_Exercise_. Output exactly the lines between the line that contains "Where can you find the stair tread" and the last line of the material, counting both.

(Dataset excerpts on object pointing)
..............................

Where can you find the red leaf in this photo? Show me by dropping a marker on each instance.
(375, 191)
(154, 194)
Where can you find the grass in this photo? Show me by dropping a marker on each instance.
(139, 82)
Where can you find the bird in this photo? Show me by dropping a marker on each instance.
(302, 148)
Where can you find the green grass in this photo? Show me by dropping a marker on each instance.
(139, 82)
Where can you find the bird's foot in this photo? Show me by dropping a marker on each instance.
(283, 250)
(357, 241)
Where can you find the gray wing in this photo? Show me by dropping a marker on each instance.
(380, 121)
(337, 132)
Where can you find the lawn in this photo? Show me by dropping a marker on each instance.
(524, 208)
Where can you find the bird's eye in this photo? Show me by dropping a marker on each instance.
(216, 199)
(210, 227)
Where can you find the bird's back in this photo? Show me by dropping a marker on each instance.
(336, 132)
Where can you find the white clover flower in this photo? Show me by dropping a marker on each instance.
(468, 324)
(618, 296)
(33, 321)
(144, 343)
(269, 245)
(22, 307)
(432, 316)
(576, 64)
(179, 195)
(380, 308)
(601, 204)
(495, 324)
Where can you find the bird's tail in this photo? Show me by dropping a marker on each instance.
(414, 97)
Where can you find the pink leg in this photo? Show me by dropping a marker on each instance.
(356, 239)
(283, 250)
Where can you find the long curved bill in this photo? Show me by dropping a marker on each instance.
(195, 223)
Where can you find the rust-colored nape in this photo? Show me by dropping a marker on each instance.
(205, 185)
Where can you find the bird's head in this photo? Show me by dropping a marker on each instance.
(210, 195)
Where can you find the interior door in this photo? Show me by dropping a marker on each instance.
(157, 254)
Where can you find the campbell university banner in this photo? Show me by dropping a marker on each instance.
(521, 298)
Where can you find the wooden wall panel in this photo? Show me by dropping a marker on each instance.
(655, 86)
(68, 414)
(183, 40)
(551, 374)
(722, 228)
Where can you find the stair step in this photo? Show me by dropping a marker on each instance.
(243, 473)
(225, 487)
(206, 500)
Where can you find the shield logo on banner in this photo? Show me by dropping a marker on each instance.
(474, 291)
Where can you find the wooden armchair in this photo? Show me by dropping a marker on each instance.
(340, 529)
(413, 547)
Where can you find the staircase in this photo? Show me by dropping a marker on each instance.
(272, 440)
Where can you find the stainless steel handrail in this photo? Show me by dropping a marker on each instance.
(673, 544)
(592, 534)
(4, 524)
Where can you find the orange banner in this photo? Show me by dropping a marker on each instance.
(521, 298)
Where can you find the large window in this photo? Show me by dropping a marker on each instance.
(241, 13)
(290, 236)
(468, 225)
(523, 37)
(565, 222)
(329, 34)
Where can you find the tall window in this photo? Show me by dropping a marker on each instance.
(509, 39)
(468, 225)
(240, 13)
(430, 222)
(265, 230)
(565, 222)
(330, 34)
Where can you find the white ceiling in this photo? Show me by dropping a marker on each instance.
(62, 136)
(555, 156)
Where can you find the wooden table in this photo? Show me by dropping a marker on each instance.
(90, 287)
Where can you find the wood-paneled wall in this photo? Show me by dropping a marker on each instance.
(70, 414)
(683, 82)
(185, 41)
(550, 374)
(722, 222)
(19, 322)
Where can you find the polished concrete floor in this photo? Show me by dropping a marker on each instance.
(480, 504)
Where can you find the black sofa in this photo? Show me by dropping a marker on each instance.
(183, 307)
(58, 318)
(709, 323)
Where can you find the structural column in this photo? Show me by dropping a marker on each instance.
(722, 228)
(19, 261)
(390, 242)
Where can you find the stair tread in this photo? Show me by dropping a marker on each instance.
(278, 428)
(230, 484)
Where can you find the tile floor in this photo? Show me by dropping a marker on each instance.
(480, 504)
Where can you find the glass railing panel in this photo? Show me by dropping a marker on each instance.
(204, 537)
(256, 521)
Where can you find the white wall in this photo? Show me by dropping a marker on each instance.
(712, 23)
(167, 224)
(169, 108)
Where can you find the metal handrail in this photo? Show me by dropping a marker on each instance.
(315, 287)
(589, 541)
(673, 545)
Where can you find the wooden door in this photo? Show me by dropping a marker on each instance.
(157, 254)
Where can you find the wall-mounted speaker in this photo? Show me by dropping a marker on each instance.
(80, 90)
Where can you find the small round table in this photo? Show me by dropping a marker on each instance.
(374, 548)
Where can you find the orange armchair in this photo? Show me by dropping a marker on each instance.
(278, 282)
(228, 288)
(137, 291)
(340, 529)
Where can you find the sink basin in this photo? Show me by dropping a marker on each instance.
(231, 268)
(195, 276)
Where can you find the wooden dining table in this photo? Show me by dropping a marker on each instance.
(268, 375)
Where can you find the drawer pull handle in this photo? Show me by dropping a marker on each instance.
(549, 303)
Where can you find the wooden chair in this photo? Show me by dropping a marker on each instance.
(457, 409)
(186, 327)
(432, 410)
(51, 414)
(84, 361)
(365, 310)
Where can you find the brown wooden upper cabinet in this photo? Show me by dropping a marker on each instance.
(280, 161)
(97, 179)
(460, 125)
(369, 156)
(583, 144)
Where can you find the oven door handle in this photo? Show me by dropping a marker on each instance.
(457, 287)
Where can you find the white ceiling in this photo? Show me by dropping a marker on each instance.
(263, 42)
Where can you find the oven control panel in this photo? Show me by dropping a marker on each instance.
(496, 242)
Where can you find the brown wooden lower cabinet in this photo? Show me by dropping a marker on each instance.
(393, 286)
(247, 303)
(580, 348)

..............................

_Solution for this exercise_.
Where can you find the stair tread in this photo? Show me by dropping a marker on each instance.
(278, 428)
(230, 484)
Where can you find the tile floor in this photo? Show me by dropping a marker on each instance.
(480, 504)
Where can you find the glass railing panel in this photo? Show me by dropping a marker on each instance.
(204, 537)
(256, 521)
Where can you find the white wall in this photo? Show me by dropping a marker on each instance.
(712, 23)
(167, 224)
(169, 108)
Where can you find the metal handrail in this photo? Show me by dropping a marker on each instance.
(315, 287)
(589, 541)
(673, 545)
Where can you find the wooden door in this photo? Show me by dropping a marker on each instance.
(157, 254)
Where can you find the wall-mounted speaker in this photo? Show me by dropping a marker on each instance.
(80, 90)
Where can you find the small round table in this photo? Show me by dropping a marker on each instance.
(374, 548)
Where can you find the orange armchair in this photo? Show me by dropping a marker on each instance.
(278, 282)
(228, 288)
(137, 291)
(340, 529)
Where can you find the sink basin in this photo? Show me by dropping a marker on each instance.
(231, 268)
(195, 276)
Where can you find the wooden dining table in this photo? Show me by dropping a marker on each instance.
(268, 375)
Where can you find the drawer pull handle in this photo? Show me by dropping a marker on each instance.
(549, 303)
Where can you find the wooden chair in this photo? Show me by dropping a marker on each instance.
(457, 409)
(186, 327)
(432, 410)
(51, 414)
(84, 361)
(365, 310)
Where can you find the brown wooden upper cabinet in this photo? Show me by dropping a marker on each instance.
(280, 161)
(97, 179)
(460, 125)
(369, 156)
(583, 144)
Where can you find the oven door handle in this photo? Show me by dropping a marker on each instance.
(457, 287)
Where can you find the white ceiling in this photo? Show me by dropping a marker on each instance.
(263, 42)
Where can you find the oven control panel in this photo? Show me by dropping a marker on each instance.
(496, 242)
Where can you find the brown wooden lower cabinet in this photo? Show me by dropping a marker on each instance.
(393, 286)
(247, 303)
(580, 348)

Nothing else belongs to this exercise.